───── Supplied passage

Compromise-Free Courageous Living
by Sandy C. Newbigging
Having the courage to be guided by your heart leads to a marvelous life liberated from compromise. On the other hand, if you make choices and carry out actions out of fear or obligation, then you can find yourself becoming tired, frustrated and resentful and, as a direct consequence, prevent good things from entering your life. The trick is to know the difference between helpful and harmful compromise, then be heroic by being, doing and having what makes your heart sing.
A compromise-free life is a free life indeed.
The Compromise that Corrodes
Some compromises in life are helpful because they offer opportunities for you to surrender your ego-based desires. By this I mean that helpful compromises allow you to step beyond the confines of your mental conditioning to enjoy unexpected life experiences that are very enlivening for your soul.
However, there is also a kind of compromise that can be quite literally soul- destroying. Unhealthy compromise happens when you consistently be, do or have things that are in direct conflict with what your heart knows is best. Or in other words, harmful compromises happen when you know something is not right for you, but you continue with it anyway.

──────────
───── Collected material

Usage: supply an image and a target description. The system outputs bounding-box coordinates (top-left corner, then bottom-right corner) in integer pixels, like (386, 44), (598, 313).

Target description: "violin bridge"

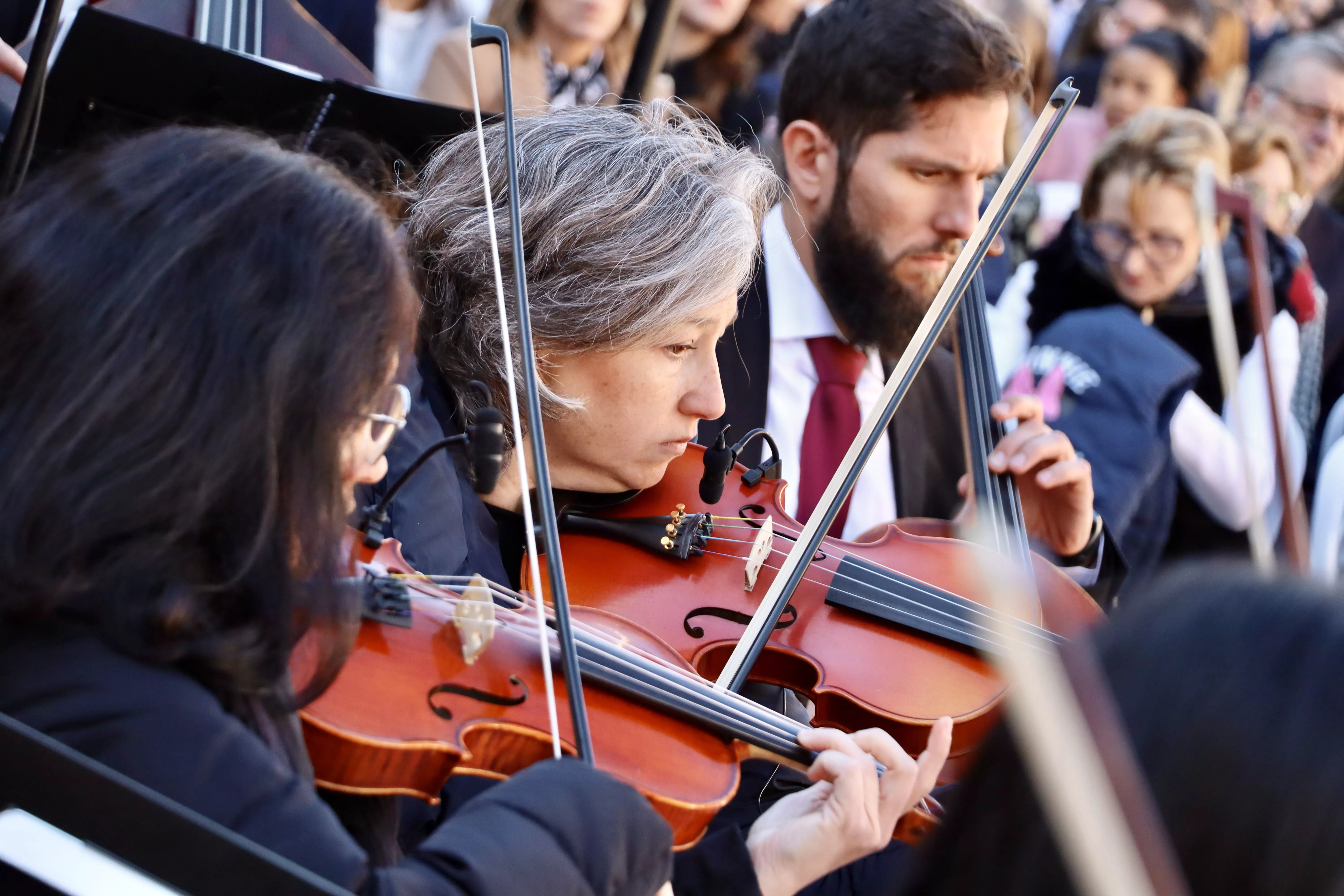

──────────

:: Required actions ::
a. From the essay on compromise-free living, pull out the portion that begins at the words "Compromise-Free Courageous Living" and stops after "for your soul.". Copy it word for word.
b. Carry the essay on compromise-free courageous living forward, starting right after its last sentence.

:: Answer list ::
a.
Compromise-Free Courageous Living
by Sandy C. Newbigging
Having the courage to be guided by your heart leads to a marvelous life liberated from compromise. On the other hand, if you make choices and carry out actions out of fear or obligation, then you can find yourself becoming tired, frustrated and resentful and, as a direct consequence, prevent good things from entering your life. The trick is to know the difference between helpful and harmful compromise, then be heroic by being, doing and having what makes your heart sing.
A compromise-free life is a free life indeed.
The Compromise that Corrodes
Some compromises in life are helpful because they offer opportunities for you to surrender your ego-based desires. By this I mean that helpful compromises allow you to step beyond the confines of your mental conditioning to enjoy unexpected life experiences that are very enlivening for your soul.

b.
Harmful compromise creates inner conflict that corrodes your peace and suppresses your joy.
Head–Heart Conflict
Compromise makes you play small and buy into the illusion that you cannot have what you ultimately want. Problems are perceived and miracles are prevented if you consistently ignore your heart by opting to rely too heavily on your head.
Within your heart exists an inner wisdom that can guide you, if you let it.
The thing you must understand about compromise is that no end of intellectual convincing can ever prevail over the deep and immediate knowing of your heart. As a result, it doesn’t matter how much intellectual convincing you attempt to engage in; if you are compromising, then your heart can never be fooled. With that in mind, I invite you to be heroic now by asking yourself this question:
Where in my life am I compromising?
This question is so incredibly powerful because it highlights any area(s) of your life where you are currently in conflict with your heart. You will find when asking this question that you know any compromises almost immediately. Talking of which, when you read the above question, did a particular relationship or life circumstance pop into your mind? If not, maybe an eating or drinking habit did? Irrespective of what came to mind, this question is not an opportunity for you to beat yourself up, but instead, a chance to lift yourself up by realigning yourself with your heart and exploring how to eradicate harmful compromise from your life.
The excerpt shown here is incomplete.